ずいぶん時間がかかった気もするが、それはハイブリッドのベース車の完成度が非常に高かったので、それを超えることを念頭に開発を進めた結果、これだけ時間を要したのだという。
「ダイナミック&スポーティ」をコンセプトとする外観は、マイナーチェンジ後の意匠に合わせてフロントグリルやエアロバンパー、灯火類のデザインを一新。リアまわりのカラーが一部変更されボディ同色となった点も新しい。
ブラックとシルバーを基調にスポーティで精悍かつ上質に仕立てられたインテリアの雰囲気も上々だ。
走りに関しては、ミニバンの特性に合わせて剛性を最適化したというアルミホイールと専用サスペンション、空力を突き詰めたエアロバンパーなどを装着している。
これらによりミニバン特有の外乱に対して乗り心地や高速走行時の直進性を追求することで、同乗者にとって快適で質の高い移動空間を目指したという。
その言葉どおり、走ってみるとドライブフィールが極めて上質だ。出来の良いベース車に対し、せっかくモデューロXとして出すからには誰でも明確に違いを体感できるようにと努力したことがうかがえた。
これには手間をかけて綿密にチューニングされた足回りはもちろん、エアロダイナミクスも相当に効いているに違いない。高速巡行時にはあたかもフロア下に太い空気のレールが通されているかのようなビシッとした直進性を感じる。フラット感も高い。
さらには、空気の力でクルマを上から押さえつけるような感覚もあり、荒れた路面でもタイヤがしっかり路面を捉えるので、コーナーで内輪の接地性が損なわれることはない。
コーナリングはまさしく意のまま。ロールやピッチングなどの挙動もよく抑えられていて、振動は即座に収束する。

データセット
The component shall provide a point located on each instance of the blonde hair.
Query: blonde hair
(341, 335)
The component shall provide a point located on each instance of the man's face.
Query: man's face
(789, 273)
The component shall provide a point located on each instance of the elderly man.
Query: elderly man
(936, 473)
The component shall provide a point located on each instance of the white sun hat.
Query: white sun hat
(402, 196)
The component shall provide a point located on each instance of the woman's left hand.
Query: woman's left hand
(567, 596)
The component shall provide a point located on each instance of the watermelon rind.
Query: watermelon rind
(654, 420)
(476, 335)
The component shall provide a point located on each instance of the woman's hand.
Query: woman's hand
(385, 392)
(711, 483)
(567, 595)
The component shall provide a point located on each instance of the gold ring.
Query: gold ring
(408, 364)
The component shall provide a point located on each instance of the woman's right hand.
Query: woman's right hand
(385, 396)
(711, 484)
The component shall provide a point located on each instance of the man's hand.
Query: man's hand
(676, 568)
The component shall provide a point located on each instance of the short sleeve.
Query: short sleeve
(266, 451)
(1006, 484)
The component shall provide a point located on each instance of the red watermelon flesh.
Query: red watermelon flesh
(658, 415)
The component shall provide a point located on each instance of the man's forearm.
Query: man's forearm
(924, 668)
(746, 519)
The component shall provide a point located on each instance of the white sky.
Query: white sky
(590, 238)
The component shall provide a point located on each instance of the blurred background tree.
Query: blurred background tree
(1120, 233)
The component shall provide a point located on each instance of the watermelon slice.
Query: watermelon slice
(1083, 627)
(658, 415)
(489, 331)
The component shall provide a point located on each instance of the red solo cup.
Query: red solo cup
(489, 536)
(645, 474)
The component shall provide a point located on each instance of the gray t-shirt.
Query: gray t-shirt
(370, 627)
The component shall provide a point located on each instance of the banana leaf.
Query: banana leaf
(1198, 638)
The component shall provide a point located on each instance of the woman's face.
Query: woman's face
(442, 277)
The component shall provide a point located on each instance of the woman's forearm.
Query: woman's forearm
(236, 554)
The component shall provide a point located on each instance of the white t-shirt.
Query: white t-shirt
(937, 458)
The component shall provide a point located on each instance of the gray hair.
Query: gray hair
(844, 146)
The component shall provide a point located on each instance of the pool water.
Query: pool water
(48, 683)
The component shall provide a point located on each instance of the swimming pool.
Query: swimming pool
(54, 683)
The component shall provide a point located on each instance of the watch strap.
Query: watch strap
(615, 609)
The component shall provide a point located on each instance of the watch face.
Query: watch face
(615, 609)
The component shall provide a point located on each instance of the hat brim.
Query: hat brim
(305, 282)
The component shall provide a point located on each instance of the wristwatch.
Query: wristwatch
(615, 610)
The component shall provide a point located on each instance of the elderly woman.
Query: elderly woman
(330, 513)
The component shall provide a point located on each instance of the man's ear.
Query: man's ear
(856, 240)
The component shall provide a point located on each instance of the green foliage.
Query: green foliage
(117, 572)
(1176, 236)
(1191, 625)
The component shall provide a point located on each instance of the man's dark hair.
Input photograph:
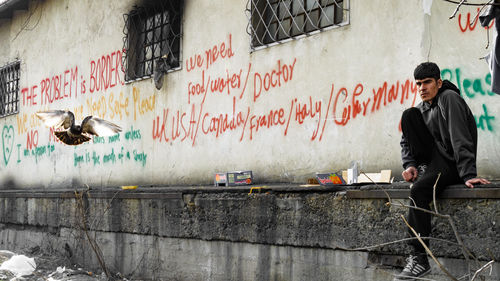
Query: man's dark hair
(427, 70)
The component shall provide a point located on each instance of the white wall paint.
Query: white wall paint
(383, 43)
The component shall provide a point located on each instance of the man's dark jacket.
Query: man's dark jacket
(452, 124)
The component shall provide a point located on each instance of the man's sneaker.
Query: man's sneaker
(416, 266)
(421, 171)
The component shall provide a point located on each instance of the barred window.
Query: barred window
(273, 21)
(152, 38)
(9, 89)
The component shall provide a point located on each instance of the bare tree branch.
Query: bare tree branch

課題の内容
• a. モデューロXに関する文章によると、外観のコンセプトは何ですか。
• b. モデューロXに関する文章を、最後の文の後から書き継いでください。

解答
• a. 「ダイナミック&スポーティ」です。

• b.
背高ミニバンながら重心が10cmほど低くなったかのような感覚で、上屋のグラつきも気にならず、狙ったとおりにラインをトレースできる。
同乗する家族の快適性を損なうことなく、ドライバーは運転そのものを楽しみながら移動できるのがありがたい。
静粛性は、むろんベース車の進化も効いてのことだが、ガソリン車よりもキャビンに入ってくるあらゆる音が小さく抑えられている。路面の継ぎ目を通過したときに発せられる衝撃音も、ガソリン車よりも気にならない。
パワートレーン系に手は入れられていないが、このクラスで望外の速さと低燃費を両立したi-MMDの優位性を、あらためて実感した次第である。
率直なところ、ガソリン車もよくできているのは重々承知しているものの、価格差よりもずっと大きなバリューの差があるように感じた。モデューロXのハイブリッドを待っていた人は、待った甲斐があったといえそうだ。(文:岡本幸一郎、写真:森 浩輔)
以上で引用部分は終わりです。